# [Exercise task 1]
In the rows, rename "ferris wheel" to "observation wheel" everywhere between the line holding "TARGET = green park area" and the last line of the rows, inclusive, and change nothing else. Return only those lines.

# [Article]
+ + + + + + +

The first thing you have to understand about bullet journals is that they are to-do lists kept in a formal journal with items preceded by coded symbols like bullets. Thus the name. (I wanted to get that out of the way.) The to-do lists are pretty elaborate, so much so that some people supposedly keep keys of their coding system. But they're to-do lists, nonetheless. That is not to denigrate them. I am a big fan of to-do lists. But when I first heard about bullet journals, I got the impression they were some kind of magical cure-all. I found them more hard work than magical. (Remember that key for the code.) Some of the work I found hard I never did. (The table of contents and the codes, to name two.) Others I've continued to use after the trial ended.


How Bullet Journals Work


It seems to me that the most basic thing about bullet journals is that they allow you to break down your time so you can identify what you have to do and when you can find time to do it.
The Year--I still do this.

The Year. You'll start by breaking down the year. You divide a few pages in to 12 blocks, one for each month. Ten you enter what you have to do each month. You'll be updating this as time passes. I do, anyway. I don't know everything that's going to happen in September and October a the beginning of the year.

This aspect of bullet journals seems like a good idea. If you have a day job and/or family responsibilities that are going to be heavier some months than others, it's helpful to know that ahead of time. This will give you an idea of when during the year you've got your best shot at writing time. If you're a full-time writer and do things like teach at certain points of the year, you want to know that's coming up. You can block out time for revision, for working with an editor on books that are coming out, on marketing. You can commit time to new projects. You want to do NaNoWriMo? Put it in the bullet journal, and keep in mind that you'd better not plan for a lot of other things in November.

+ + + + + + +

# [Provided entries]

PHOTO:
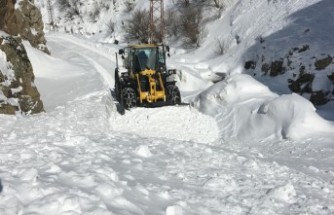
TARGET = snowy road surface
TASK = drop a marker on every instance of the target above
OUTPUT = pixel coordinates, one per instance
(82, 157)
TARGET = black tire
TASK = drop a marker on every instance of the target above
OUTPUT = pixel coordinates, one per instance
(129, 98)
(173, 94)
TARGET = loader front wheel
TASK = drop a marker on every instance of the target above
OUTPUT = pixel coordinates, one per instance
(129, 98)
(173, 94)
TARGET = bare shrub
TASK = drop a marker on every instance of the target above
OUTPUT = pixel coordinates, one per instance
(94, 14)
(137, 27)
(172, 23)
(110, 27)
(220, 47)
(190, 23)
(70, 8)
(129, 5)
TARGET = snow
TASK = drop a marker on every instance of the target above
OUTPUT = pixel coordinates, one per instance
(239, 148)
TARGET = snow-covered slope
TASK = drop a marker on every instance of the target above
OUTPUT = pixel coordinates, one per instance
(286, 45)
(82, 157)
(252, 152)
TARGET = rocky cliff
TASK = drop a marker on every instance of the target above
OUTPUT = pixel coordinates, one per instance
(19, 20)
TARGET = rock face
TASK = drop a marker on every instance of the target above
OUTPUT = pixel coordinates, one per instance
(304, 73)
(25, 21)
(17, 90)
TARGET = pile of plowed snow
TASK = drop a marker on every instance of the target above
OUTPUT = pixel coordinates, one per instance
(177, 122)
(246, 109)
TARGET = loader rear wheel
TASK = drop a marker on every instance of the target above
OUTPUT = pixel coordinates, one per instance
(129, 97)
(173, 94)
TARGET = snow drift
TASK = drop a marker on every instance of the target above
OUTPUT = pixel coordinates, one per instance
(246, 109)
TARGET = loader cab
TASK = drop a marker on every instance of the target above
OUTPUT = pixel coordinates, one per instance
(142, 78)
(141, 57)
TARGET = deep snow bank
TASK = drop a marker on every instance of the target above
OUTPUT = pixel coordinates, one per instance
(246, 109)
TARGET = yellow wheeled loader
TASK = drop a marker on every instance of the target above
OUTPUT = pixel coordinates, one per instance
(142, 78)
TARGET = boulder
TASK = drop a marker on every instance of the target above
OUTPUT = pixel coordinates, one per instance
(17, 89)
(24, 18)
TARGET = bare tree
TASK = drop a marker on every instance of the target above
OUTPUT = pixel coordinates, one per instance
(220, 47)
(137, 27)
(3, 10)
(172, 23)
(190, 23)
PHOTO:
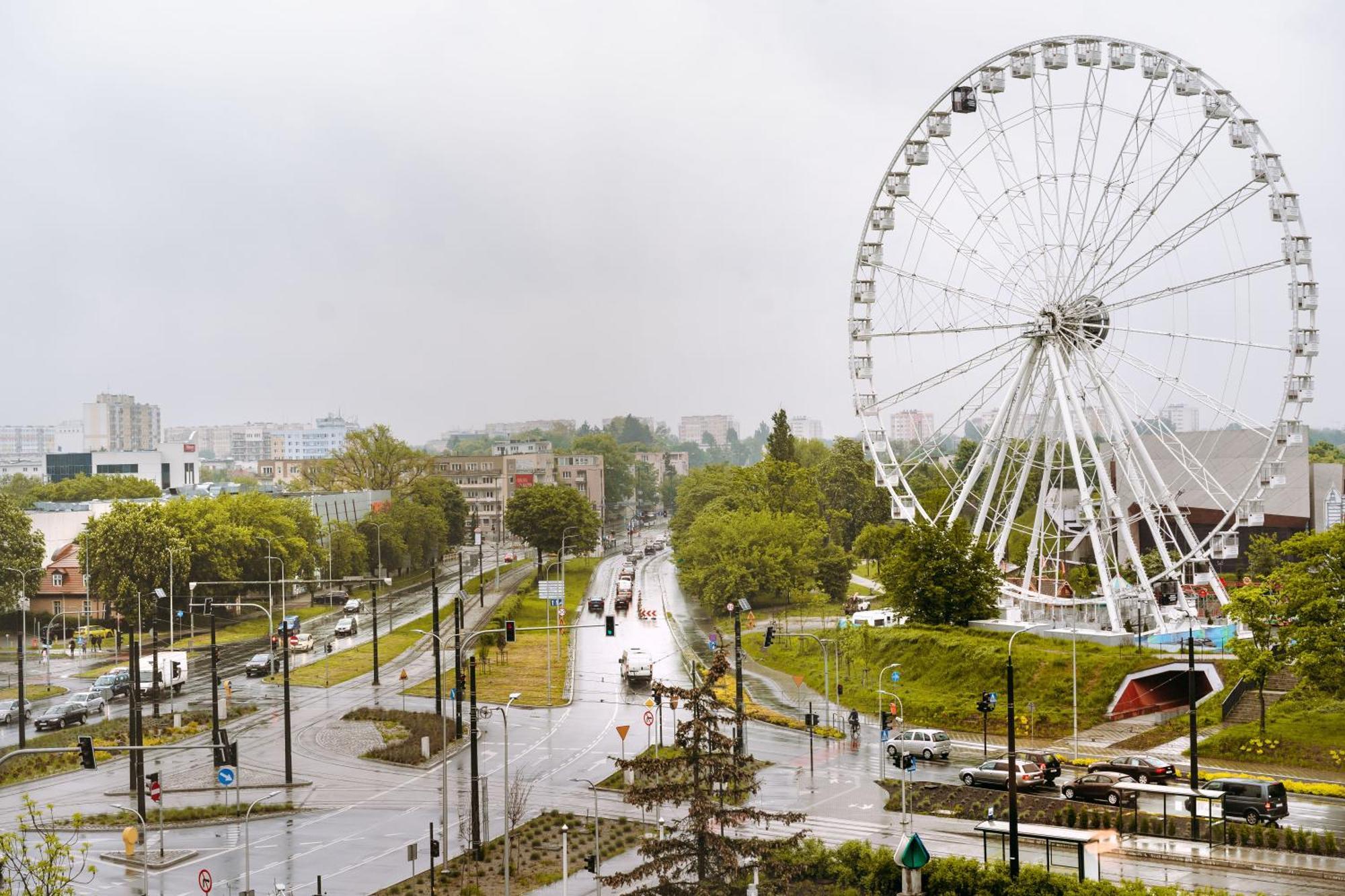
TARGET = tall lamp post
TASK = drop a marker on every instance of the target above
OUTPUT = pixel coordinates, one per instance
(443, 764)
(505, 717)
(248, 842)
(1013, 759)
(24, 633)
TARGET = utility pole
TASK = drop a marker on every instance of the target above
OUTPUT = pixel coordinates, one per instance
(434, 606)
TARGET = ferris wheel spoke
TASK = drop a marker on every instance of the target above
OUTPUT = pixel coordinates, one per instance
(1233, 415)
(957, 370)
(958, 292)
(1124, 167)
(1167, 292)
(1086, 153)
(1241, 343)
(1149, 205)
(1174, 241)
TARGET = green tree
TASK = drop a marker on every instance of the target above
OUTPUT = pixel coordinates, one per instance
(42, 857)
(942, 576)
(835, 567)
(708, 848)
(541, 514)
(1261, 655)
(22, 546)
(446, 497)
(876, 541)
(618, 460)
(372, 458)
(779, 444)
(126, 552)
(758, 555)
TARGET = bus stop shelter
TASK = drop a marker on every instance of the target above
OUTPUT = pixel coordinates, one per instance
(1067, 848)
(1207, 797)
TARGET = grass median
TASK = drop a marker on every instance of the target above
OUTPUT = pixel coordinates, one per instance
(523, 665)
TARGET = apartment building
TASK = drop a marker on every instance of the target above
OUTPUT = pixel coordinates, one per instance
(716, 425)
(120, 423)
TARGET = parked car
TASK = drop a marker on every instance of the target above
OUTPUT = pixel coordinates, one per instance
(10, 710)
(92, 701)
(1048, 762)
(926, 741)
(1101, 787)
(996, 772)
(259, 665)
(1143, 768)
(1253, 801)
(118, 682)
(60, 716)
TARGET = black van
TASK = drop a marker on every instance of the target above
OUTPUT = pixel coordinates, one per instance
(1253, 801)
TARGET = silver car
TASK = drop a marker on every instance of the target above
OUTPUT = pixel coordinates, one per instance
(996, 772)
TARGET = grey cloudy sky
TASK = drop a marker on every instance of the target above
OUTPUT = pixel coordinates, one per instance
(438, 214)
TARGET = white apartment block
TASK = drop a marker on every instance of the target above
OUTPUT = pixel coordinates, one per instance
(1180, 417)
(911, 425)
(716, 425)
(806, 427)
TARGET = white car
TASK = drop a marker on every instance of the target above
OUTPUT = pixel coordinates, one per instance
(91, 700)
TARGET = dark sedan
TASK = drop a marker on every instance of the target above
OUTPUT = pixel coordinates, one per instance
(1144, 768)
(1101, 787)
(60, 716)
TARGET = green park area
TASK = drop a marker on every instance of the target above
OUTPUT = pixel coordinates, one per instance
(521, 666)
(945, 669)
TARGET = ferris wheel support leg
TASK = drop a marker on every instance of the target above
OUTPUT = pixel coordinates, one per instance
(1113, 501)
(1094, 536)
(996, 428)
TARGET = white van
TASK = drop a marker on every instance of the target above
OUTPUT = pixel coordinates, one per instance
(875, 618)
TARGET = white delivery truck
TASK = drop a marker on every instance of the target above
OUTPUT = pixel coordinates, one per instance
(173, 671)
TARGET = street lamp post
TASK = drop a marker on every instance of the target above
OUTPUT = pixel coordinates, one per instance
(145, 841)
(1013, 759)
(443, 764)
(248, 841)
(24, 633)
(508, 819)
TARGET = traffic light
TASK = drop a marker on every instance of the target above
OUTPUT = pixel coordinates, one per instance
(87, 752)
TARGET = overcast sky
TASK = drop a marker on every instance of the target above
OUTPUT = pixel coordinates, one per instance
(454, 213)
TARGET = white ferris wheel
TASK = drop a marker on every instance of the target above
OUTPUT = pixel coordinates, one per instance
(1087, 259)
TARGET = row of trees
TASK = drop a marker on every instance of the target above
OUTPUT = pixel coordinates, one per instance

+ + + + + + +

# [Exercise task 2]
Summarize the piece on bullet journals in two sentences.

# [Final result 1]
TARGET = green park area
TASK = drop a marker on every instance of the target above
OUTPUT = pixel coordinates, one per instance
(521, 666)
(945, 669)
TARGET = observation wheel support leg
TASK = drop a marker on every instance of the target above
OUTPUT = pixel coordinates, one per instance
(1113, 501)
(1094, 536)
(996, 428)
TARGET = white van
TASK = drop a marker on every instance of the target above
OUTPUT = pixel coordinates, one per instance
(875, 618)
TARGET = white delivery truck
TASK = drop a marker on every instance of the target above
OUTPUT = pixel coordinates, one per instance
(173, 671)
TARGET = street lamp post
TASK = drop a marker on every instance of the target above
OUTPUT = pixel coordinates, one per instance
(145, 841)
(1013, 759)
(443, 764)
(248, 841)
(24, 633)
(508, 819)
TARGET = traffic light
TASK = drop a marker on every instance of the target above
OUTPUT = pixel coordinates, one per instance
(87, 752)
TARGET = overcast sky
TASK = drop a marker on every instance of the target above
OUTPUT = pixel coordinates, one per instance
(454, 213)
TARGET = white observation wheel
TASK = drop a marker on every instance of the target above
OUTPUT = pixel coordinates, one per instance
(1087, 259)
TARGET = row of trees
TASK = drop a marker on every instance of the target above
OUTPUT = pixel coordinates, one per instance

# [Final result 2]
Bullet journals are elaborate to-do lists kept in a formal journal, with each item preceded by coded symbols, and the writer found them more hard work than magic, skipping some features while continuing to use others. Their most basic function is to break down time by dividing the year into twelve monthly blocks of tasks that are updated as time passes, which helps in anticipating busier months and blocking out time for writing, revision, marketing, and new projects.